::: Entries provided :::

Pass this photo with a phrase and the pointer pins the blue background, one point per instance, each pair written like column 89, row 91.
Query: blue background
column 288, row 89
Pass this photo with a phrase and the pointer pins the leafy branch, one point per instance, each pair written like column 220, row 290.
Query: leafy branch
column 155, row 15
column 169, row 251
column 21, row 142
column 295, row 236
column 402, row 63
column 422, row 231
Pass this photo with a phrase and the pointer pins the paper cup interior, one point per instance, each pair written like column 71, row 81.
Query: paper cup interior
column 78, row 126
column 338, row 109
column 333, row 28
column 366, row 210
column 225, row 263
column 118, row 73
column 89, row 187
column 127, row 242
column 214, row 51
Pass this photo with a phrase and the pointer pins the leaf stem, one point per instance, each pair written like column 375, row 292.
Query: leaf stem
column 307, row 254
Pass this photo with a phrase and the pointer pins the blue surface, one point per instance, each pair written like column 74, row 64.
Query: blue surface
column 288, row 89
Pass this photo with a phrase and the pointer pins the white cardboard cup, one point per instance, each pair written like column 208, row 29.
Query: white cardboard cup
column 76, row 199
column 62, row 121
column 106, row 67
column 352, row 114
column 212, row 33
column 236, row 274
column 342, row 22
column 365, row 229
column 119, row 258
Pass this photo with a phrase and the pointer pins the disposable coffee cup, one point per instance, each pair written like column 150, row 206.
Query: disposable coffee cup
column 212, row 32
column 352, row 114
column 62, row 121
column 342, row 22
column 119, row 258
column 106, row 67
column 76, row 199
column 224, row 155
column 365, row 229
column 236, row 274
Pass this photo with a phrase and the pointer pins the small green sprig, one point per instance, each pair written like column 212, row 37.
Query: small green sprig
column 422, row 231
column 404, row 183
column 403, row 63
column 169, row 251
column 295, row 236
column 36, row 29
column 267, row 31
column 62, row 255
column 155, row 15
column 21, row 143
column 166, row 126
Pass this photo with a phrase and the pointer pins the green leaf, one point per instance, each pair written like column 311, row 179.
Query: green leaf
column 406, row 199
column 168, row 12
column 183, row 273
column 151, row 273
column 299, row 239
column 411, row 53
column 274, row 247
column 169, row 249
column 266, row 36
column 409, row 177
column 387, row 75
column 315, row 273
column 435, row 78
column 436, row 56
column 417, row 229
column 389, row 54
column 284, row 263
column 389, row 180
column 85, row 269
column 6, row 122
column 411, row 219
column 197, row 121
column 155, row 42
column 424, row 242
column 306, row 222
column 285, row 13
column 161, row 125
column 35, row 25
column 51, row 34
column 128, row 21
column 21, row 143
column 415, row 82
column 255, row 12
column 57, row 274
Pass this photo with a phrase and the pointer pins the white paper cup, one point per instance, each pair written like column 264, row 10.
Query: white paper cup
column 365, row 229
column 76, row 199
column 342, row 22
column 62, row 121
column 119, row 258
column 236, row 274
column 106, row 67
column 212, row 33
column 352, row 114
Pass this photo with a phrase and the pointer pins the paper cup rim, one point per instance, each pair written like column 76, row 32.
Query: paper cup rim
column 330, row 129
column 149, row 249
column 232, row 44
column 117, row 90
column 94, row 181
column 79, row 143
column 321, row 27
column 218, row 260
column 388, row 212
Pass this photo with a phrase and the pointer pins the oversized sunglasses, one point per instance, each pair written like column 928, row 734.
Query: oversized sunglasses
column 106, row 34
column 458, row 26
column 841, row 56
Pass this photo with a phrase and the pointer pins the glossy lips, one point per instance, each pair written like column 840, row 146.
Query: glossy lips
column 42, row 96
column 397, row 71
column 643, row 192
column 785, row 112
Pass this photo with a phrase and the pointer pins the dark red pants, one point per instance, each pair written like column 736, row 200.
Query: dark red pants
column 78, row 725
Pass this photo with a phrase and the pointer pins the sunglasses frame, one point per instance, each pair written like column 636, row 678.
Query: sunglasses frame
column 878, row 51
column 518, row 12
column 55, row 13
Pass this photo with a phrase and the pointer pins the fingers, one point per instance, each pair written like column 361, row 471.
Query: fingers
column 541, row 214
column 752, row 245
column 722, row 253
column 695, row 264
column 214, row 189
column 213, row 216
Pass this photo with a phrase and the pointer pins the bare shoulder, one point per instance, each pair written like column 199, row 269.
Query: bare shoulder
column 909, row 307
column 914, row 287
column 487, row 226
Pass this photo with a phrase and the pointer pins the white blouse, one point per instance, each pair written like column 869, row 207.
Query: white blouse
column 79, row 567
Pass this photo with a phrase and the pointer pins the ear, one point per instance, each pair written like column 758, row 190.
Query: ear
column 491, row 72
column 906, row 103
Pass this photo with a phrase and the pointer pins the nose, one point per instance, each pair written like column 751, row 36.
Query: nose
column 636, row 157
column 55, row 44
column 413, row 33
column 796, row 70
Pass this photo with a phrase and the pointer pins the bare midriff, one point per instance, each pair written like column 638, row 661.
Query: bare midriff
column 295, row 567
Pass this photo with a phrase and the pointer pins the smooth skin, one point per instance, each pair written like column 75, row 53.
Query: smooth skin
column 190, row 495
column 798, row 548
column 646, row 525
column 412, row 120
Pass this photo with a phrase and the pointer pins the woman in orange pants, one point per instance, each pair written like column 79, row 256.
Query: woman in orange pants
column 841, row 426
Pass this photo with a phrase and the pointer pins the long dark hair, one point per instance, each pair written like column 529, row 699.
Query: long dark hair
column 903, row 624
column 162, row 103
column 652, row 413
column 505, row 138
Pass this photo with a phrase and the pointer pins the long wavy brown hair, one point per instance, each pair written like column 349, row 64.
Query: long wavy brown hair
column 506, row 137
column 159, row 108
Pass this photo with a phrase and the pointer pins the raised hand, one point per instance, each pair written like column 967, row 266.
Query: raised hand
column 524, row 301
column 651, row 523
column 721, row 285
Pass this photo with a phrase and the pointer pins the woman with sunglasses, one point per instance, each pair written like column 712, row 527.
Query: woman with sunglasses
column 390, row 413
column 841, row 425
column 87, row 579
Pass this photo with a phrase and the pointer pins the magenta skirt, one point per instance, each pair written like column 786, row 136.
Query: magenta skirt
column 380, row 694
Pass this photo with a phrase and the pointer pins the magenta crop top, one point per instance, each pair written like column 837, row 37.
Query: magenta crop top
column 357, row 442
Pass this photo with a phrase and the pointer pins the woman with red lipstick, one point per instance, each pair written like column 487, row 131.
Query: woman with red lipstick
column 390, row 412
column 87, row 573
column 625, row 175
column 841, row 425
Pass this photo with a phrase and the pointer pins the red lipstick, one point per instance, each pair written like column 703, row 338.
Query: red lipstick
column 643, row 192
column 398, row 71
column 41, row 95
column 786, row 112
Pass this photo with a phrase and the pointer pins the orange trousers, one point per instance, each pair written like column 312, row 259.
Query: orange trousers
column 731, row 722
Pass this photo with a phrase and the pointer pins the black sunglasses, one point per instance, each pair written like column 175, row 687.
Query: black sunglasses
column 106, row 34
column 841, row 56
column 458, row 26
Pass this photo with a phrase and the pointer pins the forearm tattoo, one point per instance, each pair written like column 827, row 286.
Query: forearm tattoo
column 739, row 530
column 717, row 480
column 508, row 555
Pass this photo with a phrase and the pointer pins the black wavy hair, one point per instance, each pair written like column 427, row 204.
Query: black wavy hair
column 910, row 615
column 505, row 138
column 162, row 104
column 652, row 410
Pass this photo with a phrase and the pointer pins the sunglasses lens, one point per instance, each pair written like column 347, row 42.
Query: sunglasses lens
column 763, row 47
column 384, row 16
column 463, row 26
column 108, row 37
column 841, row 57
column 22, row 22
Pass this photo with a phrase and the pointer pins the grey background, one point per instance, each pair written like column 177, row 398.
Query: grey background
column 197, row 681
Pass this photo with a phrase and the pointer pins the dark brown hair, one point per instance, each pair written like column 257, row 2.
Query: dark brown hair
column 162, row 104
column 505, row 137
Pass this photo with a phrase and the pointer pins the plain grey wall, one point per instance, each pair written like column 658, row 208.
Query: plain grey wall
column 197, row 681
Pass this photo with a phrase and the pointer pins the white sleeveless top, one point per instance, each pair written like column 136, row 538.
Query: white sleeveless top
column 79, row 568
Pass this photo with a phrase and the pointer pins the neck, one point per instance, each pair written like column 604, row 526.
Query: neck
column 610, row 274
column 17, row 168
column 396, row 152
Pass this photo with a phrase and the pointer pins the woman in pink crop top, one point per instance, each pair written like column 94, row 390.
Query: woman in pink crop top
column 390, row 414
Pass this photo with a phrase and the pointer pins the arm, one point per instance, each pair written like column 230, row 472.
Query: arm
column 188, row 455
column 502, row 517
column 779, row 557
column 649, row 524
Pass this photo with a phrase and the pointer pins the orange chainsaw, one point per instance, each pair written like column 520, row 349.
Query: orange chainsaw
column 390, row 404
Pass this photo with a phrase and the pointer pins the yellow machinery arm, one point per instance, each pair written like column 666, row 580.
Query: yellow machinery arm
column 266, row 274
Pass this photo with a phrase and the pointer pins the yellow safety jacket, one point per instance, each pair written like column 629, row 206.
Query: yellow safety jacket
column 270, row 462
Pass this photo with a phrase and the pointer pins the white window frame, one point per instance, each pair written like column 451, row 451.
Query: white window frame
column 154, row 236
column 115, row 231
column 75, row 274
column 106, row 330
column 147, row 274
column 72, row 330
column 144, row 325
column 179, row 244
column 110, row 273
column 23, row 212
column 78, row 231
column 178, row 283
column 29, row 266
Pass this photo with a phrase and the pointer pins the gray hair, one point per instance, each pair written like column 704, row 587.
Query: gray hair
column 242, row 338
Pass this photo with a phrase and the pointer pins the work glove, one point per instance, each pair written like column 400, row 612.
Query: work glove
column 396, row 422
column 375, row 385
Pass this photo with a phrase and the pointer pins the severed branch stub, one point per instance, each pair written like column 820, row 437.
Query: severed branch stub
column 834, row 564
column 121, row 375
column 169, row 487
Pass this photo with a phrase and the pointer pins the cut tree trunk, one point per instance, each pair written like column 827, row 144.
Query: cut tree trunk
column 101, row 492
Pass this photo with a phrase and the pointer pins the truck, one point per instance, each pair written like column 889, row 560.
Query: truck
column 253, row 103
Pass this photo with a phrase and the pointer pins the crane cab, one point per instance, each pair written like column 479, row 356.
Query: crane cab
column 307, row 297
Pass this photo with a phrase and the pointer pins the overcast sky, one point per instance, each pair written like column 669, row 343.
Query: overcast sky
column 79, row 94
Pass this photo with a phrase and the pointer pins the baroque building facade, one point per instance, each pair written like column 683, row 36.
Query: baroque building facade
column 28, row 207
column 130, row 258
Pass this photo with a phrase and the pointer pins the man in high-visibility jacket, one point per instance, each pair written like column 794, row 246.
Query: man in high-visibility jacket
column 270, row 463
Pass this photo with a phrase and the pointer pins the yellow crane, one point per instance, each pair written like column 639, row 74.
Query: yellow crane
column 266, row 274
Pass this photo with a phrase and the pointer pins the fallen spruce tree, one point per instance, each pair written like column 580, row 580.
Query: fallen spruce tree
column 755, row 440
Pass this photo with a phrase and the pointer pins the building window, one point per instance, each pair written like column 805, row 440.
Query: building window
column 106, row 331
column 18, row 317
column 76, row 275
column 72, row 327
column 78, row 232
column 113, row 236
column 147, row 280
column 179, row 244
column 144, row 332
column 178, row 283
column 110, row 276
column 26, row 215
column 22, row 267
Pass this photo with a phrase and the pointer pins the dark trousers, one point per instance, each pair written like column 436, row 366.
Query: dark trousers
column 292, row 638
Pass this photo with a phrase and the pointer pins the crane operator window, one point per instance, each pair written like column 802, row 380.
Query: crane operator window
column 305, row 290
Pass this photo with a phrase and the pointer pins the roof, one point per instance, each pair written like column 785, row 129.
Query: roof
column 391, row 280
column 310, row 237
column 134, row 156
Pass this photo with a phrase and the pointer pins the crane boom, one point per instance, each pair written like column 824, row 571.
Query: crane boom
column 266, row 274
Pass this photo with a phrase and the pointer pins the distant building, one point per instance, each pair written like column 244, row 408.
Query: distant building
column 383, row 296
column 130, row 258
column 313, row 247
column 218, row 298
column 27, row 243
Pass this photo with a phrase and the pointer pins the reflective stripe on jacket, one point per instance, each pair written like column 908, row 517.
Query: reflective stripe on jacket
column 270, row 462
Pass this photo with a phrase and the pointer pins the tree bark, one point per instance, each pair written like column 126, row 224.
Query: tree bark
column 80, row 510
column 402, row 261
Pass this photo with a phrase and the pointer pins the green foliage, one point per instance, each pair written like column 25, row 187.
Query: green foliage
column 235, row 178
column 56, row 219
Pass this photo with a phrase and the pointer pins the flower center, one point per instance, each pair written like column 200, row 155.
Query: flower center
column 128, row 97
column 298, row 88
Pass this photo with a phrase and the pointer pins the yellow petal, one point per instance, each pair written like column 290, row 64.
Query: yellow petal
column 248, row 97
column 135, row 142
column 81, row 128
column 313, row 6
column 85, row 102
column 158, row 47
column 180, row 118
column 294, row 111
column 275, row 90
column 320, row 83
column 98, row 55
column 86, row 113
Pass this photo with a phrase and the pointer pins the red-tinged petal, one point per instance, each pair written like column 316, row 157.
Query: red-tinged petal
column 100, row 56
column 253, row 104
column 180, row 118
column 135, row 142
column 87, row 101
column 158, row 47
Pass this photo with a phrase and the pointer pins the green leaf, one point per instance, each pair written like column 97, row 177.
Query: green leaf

:::

Task directions →
For this exercise, repeat exactly the lines of the data above from the one with "71, row 81." down to the one with "74, row 64.", both end lines included.

Exercise answer →
Pass this photo with a phrase and the pointer pins the paper cup interior, one point per instance, each pair written like column 71, row 81.
Query: paper cup interior
column 78, row 126
column 338, row 109
column 333, row 28
column 366, row 210
column 225, row 263
column 118, row 73
column 89, row 187
column 127, row 242
column 214, row 51
Pass this photo with a phrase and the pointer pins the leaf stem, one point per instance, each pair written like column 375, row 292.
Query: leaf stem
column 307, row 254
Pass this photo with a phrase and the pointer pins the blue surface, one point per instance, each pair written like column 74, row 64.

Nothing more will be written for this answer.